**Supplied passage**
----------------------------------------

CHICAGO AND NORTH WESTERN HOLDINGS PLANS INITIAL PUBLIC STOCK OFFERING
 CHICAGO, Jan. 24 /PRNewswire/ -- Chicago and North Western Holdings Corp. announced today that it has filed a registration statement with the Securities and Exchange Commission for an initial public offering of 8,750,000 shares of its common stock. An additional 1,312,500 shares may be issued to cover underwriters' over-allotments.
 The company currently estimates that the initial public offering price will be between $19 and $21 per share. There will be approximately 36.5 million shares of common stock outstanding after the offering. The offering is expected to be made in March after SEC review.
 The public offering is part of a proposed recapitalization of the company and its subsidiaries designed to decrease interest and preferred stock dividend costs and to increase common stockholders' equity. As part of the recapitalization, Chicago and North Western Acquisition Corp., a subsidiary of the company, intends to commence a cash tender offer for approximately $260 million principal amount of its senior subordinated debentures due 2001.
 Although the offering price for the debentures has not been finalized, it is expected that holders who tender debentures prior to an initial deadline will receive approximately $1,200, plus accrued interest, for each $1,000 principal amount of debentures tendered and accepted for payment. Payment by the company for debentures tendered and not withdrawn will be subject to the availability of financing acceptable to the company. The terms and conditions of the tender offer will be described in an offer to purchase, which the company experts to mail to holders of the debentures next week.
 Also as part of the recapitalization, the company is proposing to redeem all of its outstanding exchangeable preferred stock and to exchange its preferred stock held by a subsidiary of Union Pacific Corporation for non-voting common equity. In addition, Union Pacific has entered into a letter of intent to make a further cash investment of approximately $25 million to purchase additional non-voting common equity. The aggregate non-voting common equity acquired by Union Pacific would be convertible into approximately 25 percent of the company's common stock, subject to regulatory approval if required. The investment by Union Pacific is subject to board approval.
 Financing for the recapitalization is expected to be provided by the initial public offering, the Union Pacific investment and a new $700 million bank credit facility that will replace the company's current bank facility. The company is negotiating the terms of the proposed new credit facility with a group of lenders. The recapitalization is expected to result in an extraordinary charge to 1992 earnings estimated at $58 million on an after-tax basis in connection with the termination of the existing credit facility and the repurchase of the debentures.
 The company also said today that it will take a $115 million pretax special charge in the fourth quarter of 1991. A substantial portion of this special charge will relate to the previously announced agreement with union employees that has allowed the company to reduce the size of railroad train crews.

----------------------------------------

**Data entries**
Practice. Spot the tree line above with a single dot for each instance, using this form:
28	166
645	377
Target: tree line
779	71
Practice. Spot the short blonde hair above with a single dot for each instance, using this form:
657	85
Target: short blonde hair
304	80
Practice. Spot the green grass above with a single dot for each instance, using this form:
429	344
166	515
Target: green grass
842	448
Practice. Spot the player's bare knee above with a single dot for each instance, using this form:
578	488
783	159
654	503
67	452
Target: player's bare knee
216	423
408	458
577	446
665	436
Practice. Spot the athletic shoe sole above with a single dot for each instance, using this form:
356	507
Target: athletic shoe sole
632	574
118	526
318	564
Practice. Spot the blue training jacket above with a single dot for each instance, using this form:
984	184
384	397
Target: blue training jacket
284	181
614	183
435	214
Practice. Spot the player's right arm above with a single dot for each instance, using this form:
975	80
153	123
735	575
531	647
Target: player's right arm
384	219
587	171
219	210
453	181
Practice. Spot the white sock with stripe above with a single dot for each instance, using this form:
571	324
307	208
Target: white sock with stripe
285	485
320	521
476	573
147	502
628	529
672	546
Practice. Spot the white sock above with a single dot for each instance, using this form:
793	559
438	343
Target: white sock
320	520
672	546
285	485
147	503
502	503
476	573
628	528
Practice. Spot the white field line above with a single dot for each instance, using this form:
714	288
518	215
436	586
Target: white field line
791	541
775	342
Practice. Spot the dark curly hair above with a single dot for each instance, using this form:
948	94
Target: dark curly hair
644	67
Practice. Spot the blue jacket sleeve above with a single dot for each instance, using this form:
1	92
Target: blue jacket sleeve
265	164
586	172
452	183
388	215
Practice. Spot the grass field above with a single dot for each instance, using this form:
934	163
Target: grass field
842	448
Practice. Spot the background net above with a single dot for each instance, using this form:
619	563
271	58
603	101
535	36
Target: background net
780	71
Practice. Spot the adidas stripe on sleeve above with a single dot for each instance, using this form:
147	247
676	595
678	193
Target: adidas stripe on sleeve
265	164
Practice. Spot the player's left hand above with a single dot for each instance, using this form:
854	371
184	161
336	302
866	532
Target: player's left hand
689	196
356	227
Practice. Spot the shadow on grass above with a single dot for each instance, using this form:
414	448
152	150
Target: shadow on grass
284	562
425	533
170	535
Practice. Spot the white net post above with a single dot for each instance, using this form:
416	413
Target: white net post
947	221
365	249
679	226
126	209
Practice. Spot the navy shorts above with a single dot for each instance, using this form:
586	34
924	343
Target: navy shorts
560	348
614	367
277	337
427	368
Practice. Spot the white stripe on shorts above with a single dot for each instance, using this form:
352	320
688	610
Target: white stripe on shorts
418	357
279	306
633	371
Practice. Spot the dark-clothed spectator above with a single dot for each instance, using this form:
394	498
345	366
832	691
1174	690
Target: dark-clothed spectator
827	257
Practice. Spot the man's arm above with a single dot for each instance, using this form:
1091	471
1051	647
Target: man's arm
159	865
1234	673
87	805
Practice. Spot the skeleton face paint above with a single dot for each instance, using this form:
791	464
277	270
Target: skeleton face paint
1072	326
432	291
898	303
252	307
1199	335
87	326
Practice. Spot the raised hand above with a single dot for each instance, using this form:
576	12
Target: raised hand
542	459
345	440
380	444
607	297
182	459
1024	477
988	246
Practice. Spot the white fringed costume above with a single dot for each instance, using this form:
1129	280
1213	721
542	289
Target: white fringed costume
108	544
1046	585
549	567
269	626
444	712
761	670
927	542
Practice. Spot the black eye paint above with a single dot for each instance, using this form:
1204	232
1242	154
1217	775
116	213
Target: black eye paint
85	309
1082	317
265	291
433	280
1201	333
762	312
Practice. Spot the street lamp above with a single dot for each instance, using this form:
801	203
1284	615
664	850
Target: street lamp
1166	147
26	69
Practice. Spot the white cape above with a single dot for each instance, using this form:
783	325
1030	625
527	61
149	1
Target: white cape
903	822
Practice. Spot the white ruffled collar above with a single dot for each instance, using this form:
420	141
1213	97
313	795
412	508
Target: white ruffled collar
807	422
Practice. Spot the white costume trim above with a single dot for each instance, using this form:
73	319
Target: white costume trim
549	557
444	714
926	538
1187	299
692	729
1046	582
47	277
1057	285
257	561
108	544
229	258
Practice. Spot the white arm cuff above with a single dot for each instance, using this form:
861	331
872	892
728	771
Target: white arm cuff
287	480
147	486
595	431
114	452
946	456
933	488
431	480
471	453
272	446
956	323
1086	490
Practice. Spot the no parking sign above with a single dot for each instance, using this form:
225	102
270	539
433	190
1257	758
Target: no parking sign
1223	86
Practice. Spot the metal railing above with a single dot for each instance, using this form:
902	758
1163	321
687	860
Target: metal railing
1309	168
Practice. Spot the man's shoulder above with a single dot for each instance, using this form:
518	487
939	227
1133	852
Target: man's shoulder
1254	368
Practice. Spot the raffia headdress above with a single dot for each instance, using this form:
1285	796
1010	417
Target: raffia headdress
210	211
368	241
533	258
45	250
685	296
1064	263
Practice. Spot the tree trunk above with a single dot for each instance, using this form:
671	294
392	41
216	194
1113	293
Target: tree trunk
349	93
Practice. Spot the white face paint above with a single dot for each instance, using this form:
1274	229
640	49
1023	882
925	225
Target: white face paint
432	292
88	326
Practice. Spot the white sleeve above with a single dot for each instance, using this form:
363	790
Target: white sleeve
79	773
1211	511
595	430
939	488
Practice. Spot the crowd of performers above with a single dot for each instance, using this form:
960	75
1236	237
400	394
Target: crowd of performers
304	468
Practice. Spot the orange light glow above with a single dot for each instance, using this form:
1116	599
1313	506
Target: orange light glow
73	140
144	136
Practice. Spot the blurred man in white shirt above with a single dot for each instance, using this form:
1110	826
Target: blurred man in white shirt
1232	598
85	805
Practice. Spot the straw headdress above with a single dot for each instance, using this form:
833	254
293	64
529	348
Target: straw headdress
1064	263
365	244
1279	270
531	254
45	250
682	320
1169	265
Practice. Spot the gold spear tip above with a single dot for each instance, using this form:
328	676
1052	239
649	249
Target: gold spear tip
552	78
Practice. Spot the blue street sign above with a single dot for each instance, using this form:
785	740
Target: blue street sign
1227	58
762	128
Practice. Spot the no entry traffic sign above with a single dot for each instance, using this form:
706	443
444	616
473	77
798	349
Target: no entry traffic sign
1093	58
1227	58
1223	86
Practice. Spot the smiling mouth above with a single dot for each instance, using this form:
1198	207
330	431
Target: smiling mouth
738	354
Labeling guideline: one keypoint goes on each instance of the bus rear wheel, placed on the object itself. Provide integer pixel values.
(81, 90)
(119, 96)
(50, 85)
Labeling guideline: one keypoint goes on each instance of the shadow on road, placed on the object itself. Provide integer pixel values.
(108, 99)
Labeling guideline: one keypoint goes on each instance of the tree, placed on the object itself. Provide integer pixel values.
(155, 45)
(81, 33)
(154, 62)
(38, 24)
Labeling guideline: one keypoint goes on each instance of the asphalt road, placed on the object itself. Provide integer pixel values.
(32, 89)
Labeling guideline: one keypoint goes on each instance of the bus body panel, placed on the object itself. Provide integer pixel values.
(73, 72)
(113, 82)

----------------------------------------

Translate this sentence from the stock offering announcement into Spanish: "The offering is expected to be made in March after SEC review."

Se espera que la oferta se realice en marzo, después de la revisión de la SEC.